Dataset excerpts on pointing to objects

____________

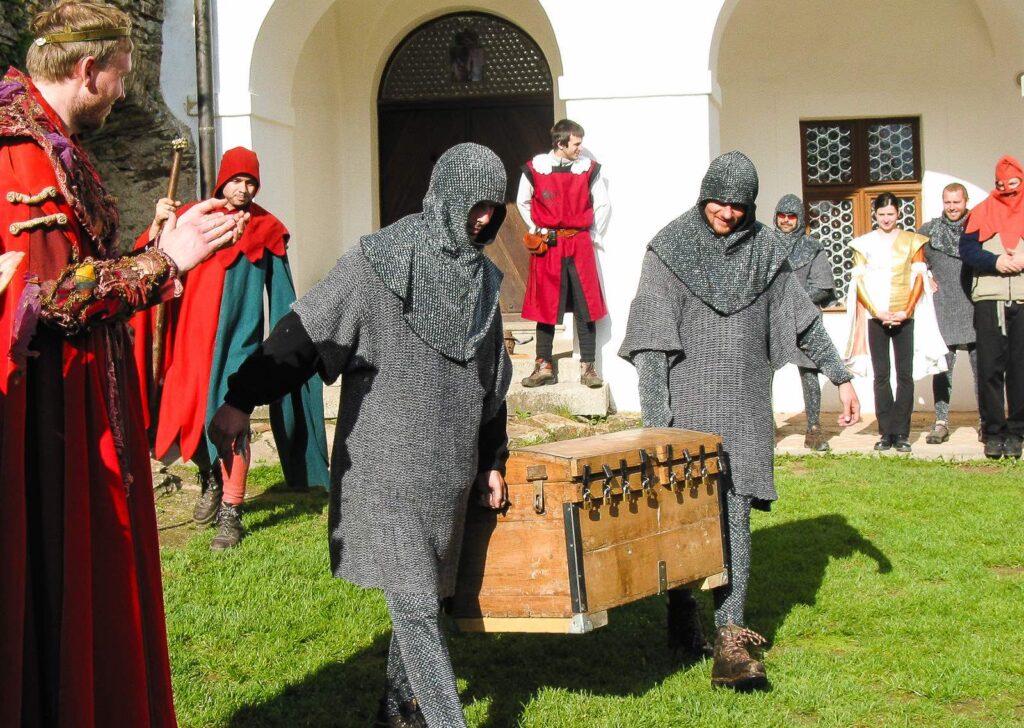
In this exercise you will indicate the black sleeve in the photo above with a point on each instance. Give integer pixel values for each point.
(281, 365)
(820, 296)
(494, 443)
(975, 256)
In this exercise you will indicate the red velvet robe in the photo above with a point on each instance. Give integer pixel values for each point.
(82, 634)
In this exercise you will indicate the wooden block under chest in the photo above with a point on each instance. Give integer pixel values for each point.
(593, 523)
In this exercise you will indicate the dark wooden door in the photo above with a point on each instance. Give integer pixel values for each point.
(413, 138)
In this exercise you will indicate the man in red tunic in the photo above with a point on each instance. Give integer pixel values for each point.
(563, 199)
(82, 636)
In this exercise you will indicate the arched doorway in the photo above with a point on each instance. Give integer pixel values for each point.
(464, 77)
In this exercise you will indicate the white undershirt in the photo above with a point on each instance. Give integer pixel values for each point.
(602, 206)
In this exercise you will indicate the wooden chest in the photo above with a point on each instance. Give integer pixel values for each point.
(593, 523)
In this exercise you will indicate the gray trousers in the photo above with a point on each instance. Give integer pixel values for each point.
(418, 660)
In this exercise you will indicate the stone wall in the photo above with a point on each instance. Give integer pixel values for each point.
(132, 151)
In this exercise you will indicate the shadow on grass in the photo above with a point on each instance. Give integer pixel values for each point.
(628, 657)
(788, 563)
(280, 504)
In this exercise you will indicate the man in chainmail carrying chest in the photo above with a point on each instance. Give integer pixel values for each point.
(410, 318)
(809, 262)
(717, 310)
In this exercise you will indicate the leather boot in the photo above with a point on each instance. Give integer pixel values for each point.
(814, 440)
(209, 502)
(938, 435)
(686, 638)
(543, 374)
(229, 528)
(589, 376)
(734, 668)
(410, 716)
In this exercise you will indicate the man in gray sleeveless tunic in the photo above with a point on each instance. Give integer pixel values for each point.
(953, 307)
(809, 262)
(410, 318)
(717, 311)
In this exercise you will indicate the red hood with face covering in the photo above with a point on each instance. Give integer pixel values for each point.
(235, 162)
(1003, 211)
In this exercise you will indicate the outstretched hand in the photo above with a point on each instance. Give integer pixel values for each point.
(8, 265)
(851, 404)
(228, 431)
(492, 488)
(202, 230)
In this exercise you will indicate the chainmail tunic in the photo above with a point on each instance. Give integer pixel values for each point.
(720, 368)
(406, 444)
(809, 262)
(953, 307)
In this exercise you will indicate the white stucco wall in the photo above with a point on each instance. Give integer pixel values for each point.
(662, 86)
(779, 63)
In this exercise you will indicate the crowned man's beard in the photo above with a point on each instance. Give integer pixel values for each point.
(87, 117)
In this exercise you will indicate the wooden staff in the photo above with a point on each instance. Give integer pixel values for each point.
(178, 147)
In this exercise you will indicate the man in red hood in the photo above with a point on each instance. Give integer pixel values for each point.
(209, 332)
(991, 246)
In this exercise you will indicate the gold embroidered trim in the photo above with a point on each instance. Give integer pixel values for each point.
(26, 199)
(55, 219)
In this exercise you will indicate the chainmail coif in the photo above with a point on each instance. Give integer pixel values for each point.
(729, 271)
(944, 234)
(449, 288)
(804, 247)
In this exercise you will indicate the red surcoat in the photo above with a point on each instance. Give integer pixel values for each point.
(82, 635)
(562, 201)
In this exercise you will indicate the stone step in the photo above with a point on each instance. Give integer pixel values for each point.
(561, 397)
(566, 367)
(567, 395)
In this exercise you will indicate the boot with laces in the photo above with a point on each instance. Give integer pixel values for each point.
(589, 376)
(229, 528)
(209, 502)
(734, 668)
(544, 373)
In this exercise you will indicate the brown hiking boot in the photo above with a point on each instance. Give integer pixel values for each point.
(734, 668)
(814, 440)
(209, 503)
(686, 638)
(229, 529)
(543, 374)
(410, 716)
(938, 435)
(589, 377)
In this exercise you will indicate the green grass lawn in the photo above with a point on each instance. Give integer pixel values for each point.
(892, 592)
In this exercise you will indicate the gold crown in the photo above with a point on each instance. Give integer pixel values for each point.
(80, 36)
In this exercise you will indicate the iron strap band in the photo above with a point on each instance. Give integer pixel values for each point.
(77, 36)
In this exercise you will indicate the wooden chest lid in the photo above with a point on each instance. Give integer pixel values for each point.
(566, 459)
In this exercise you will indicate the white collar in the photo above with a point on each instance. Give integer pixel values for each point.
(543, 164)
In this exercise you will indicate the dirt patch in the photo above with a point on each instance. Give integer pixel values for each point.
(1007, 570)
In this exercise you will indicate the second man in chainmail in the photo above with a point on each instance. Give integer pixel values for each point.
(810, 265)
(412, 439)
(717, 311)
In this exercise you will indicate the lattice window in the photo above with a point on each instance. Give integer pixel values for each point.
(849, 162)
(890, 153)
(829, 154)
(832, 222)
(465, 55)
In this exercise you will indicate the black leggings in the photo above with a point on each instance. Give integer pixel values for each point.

____________

**What the exercise asks:** Return every line of the data above verbatim, leaving out the pictures.

**Answer to the task:**
In this exercise you will indicate the black sleeve in the photo above with a point on each instance. Give integer pixel values for each point.
(281, 365)
(820, 296)
(494, 443)
(975, 256)
In this exercise you will indicate the red velvet robe in the photo above with a point on each instance. Give integer pixel values for each point.
(82, 634)
In this exercise you will indicate the wooden block under chest in the photo above with a point on each instance. Give integer pixel values for each point.
(593, 523)
In this exercise you will indicate the dark wooden door in the photo above with a point on each instance. Give integer pixel values for each point.
(413, 138)
In this exercise you will indicate the man in red tunic in the photo above with a point on each instance. Give integer pixel values for each point.
(563, 199)
(82, 636)
In this exercise you will indicate the arched doorway in the photo above with a point on each instance. Give integer pixel values for each point.
(464, 77)
In this exercise you will indicate the white undershirt in the photo above with a point on each instance. Give integer pixel values for each point.
(602, 206)
In this exercise you will indicate the wooden chest in the photo above with a point on each instance. Give integer pixel values for each point.
(593, 523)
In this exercise you will indicate the gray trousers in the photo above with a point on each instance. Give integer pixel values for each point.
(418, 660)
In this exercise you will indicate the stone wall in the photo above with a point on each instance. Give integer pixel values for each point.
(132, 151)
In this exercise you will indicate the shadow on grass in the photo above with a point on each instance. Give integer pixel values for each point.
(628, 657)
(788, 563)
(280, 504)
In this exercise you will indicate the man in chainmail carrying chest in the photo above with a point on each instance. Give integer pixel values for each point.
(410, 318)
(809, 262)
(717, 310)
In this exercise you will indicate the leather boot in the photo above with a point on each instance. Give integer pixel values for each point.
(814, 440)
(209, 502)
(938, 435)
(686, 638)
(543, 374)
(229, 528)
(589, 376)
(734, 668)
(410, 716)
In this exercise you will indicate the man in gray sleeveless tunic in the photo above with a point on each instance. Give integer pixel values for each point.
(953, 307)
(809, 262)
(410, 318)
(717, 311)
In this exercise you will indicate the red hood with face covering in the photo above with a point on each instance. Give integer pixel values for each point.
(235, 162)
(1003, 211)
In this exercise you will indicate the outstretched hand in the photo above with a point on each instance. Give integer pixel values for each point.
(8, 265)
(851, 404)
(228, 431)
(492, 488)
(202, 230)
In this exercise you will indicate the chainmail tunic in the photo above with a point on each instance. Give integer pixel values for each point.
(720, 368)
(406, 444)
(809, 262)
(953, 307)
In this exercise you will indicate the white stucco wall in the photo above with a point on each instance. Give integer pixel values for each point.
(662, 86)
(779, 63)
In this exercise you will indicate the crowned man's beard in the photo above with a point on each instance. Give integer pixel values for each point.
(87, 117)
In this exercise you will indicate the wooden staff in the photo above with a point on each instance. Give integer pixel values for each point.
(178, 147)
In this exercise you will indicate the man in red hood in the photo above with a point on each instance. Give integer pixel values for each point.
(209, 332)
(991, 246)
In this exercise you will indicate the gold embroidered trim in the photo above with a point on each instance. Give integer pixel values for each point.
(26, 199)
(55, 219)
In this exercise you will indicate the chainmail coif in the photo above with a point on each instance. Give integer pixel values for each point.
(729, 271)
(944, 234)
(449, 288)
(804, 247)
In this exercise you will indicate the red surcoat in the photo above with a point on each instance. Give integer pixel values for each point.
(82, 635)
(562, 201)
In this exercise you will indicate the stone step in the photo above with a point on each instance. Give integer pixel values for each point.
(561, 397)
(566, 367)
(567, 395)
In this exercise you will indicate the boot with laces in the photo above with a point on each instance. Give integer pixel values for each point.
(589, 376)
(229, 528)
(209, 502)
(734, 668)
(544, 373)
In this exercise you will indicate the brown hiking boot in the photo above with a point on each instance. Give integer pixel values for each point.
(734, 668)
(814, 440)
(209, 503)
(686, 638)
(229, 529)
(543, 374)
(410, 716)
(938, 435)
(589, 377)
In this exercise you will indicate the green grass lawn in the photo above with a point on each instance. Give integer pixel values for each point.
(892, 592)
In this exercise you will indicate the gold crown in the photo above with a point on each instance. Give integer pixel values for each point.
(80, 36)
In this exercise you will indicate the iron strap band in the photo above with a point on each instance. Give integer pixel values for each point.
(77, 36)
In this exercise you will indicate the wooden chest lid in the photo above with a point on each instance. Give integer pixel values for each point.
(566, 459)
In this exercise you will indicate the white collar in the photo above with a point on each instance. Give integer pixel values for each point.
(543, 164)
In this exercise you will indicate the dirt patch in the photo above with a point on each instance. Give integer pixel values for each point.
(1007, 570)
In this exercise you will indicate the second man in chainmail in the photo above with a point on each instance. Give integer pixel values for each point.
(810, 265)
(412, 439)
(717, 311)
In this exercise you will indicate the lattice window in the photo above with a point on each instance. Give integer pixel values for each point.
(849, 162)
(890, 153)
(829, 154)
(832, 222)
(465, 55)
In this exercise you will indicate the black leggings in the photo above with a point on each instance. Give integer pixel values for each point.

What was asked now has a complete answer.